Will you give the material below again, every line exactly as it is?

□ □ □ □ □ □ □

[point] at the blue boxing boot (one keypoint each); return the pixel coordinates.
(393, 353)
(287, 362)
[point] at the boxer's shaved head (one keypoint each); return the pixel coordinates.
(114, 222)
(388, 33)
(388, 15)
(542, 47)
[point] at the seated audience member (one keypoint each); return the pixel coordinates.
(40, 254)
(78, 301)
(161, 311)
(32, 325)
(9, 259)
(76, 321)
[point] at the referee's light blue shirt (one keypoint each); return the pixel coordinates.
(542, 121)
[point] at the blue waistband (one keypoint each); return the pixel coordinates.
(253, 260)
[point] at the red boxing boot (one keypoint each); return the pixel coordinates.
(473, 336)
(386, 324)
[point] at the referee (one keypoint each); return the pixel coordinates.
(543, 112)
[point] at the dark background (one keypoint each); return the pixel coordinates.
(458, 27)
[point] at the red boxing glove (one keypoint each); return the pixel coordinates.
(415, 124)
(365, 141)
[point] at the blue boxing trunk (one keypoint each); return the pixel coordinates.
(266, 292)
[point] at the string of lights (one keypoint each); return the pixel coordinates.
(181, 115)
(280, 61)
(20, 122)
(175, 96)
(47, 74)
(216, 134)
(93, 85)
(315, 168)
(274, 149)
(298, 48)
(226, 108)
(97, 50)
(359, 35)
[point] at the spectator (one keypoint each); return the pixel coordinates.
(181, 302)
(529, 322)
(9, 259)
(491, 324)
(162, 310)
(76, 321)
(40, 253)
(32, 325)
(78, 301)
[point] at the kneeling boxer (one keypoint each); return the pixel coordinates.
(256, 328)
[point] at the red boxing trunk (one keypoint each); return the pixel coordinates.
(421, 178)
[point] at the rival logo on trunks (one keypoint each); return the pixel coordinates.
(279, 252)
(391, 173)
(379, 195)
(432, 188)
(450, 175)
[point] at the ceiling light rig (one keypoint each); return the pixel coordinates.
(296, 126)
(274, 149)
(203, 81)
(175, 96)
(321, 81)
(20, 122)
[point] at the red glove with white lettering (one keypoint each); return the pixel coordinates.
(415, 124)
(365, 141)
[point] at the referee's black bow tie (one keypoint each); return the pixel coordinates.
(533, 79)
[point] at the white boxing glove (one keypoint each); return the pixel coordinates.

□ □ □ □ □ □ □

**Problem solution**
[point] at the blue boxing boot (one keypoint each); return the pixel coordinates.
(393, 353)
(287, 362)
[point] at the boxer's shaved head (one keypoint each); return the pixel coordinates.
(114, 222)
(388, 33)
(388, 15)
(542, 47)
[point] at the seated audience member (one keypoint each); return the pixel coordinates.
(40, 254)
(78, 301)
(161, 311)
(32, 325)
(9, 259)
(76, 321)
[point] at the referee's light blue shirt (one keypoint each); return the pixel coordinates.
(542, 121)
[point] at the blue waistband (one keypoint each); return the pixel coordinates.
(253, 260)
[point] at the red boxing boot (one keypoint each); return the pixel coordinates.
(473, 336)
(386, 324)
[point] at the referee (one keypoint each); return the pixel coordinates.
(543, 112)
[point] at the dark background (one keypoint each); return the pixel coordinates.
(458, 27)
[point] at the red boxing glove (one keypoint each); return the pixel coordinates.
(415, 124)
(365, 141)
[point] at the blue boxing trunk (one keypoint each); return the pixel coordinates.
(266, 292)
[point] at the string of lights (one keypoint each); return the pixel coordinates.
(181, 115)
(280, 61)
(20, 122)
(175, 96)
(47, 74)
(216, 134)
(93, 85)
(315, 168)
(274, 149)
(298, 48)
(226, 108)
(97, 50)
(359, 35)
[point] at the spectator (one keypoint each); return the pixel coordinates.
(181, 302)
(529, 322)
(9, 259)
(491, 324)
(162, 310)
(76, 321)
(40, 253)
(32, 325)
(78, 301)
[point] at the kneeling boxer (one keypoint each); return the pixel coordinates.
(256, 328)
[point] at the red boxing trunk (one keypoint each); return the pixel coordinates.
(421, 178)
[point] at the rival logo on trunks (one keypoint each); return the pixel coordinates.
(279, 252)
(391, 173)
(379, 195)
(432, 188)
(450, 175)
[point] at the ceiling light rig (one keypoint each); return the pixel coordinates.
(296, 126)
(274, 149)
(203, 81)
(175, 96)
(321, 81)
(20, 122)
[point] at the red glove with white lettering (one keypoint each); return the pixel coordinates.
(415, 124)
(365, 141)
[point] at the referee's black bow tie (one keypoint each); return the pixel coordinates.
(533, 79)
[point] at the white boxing glove (one keypoint each); return the pixel coordinates.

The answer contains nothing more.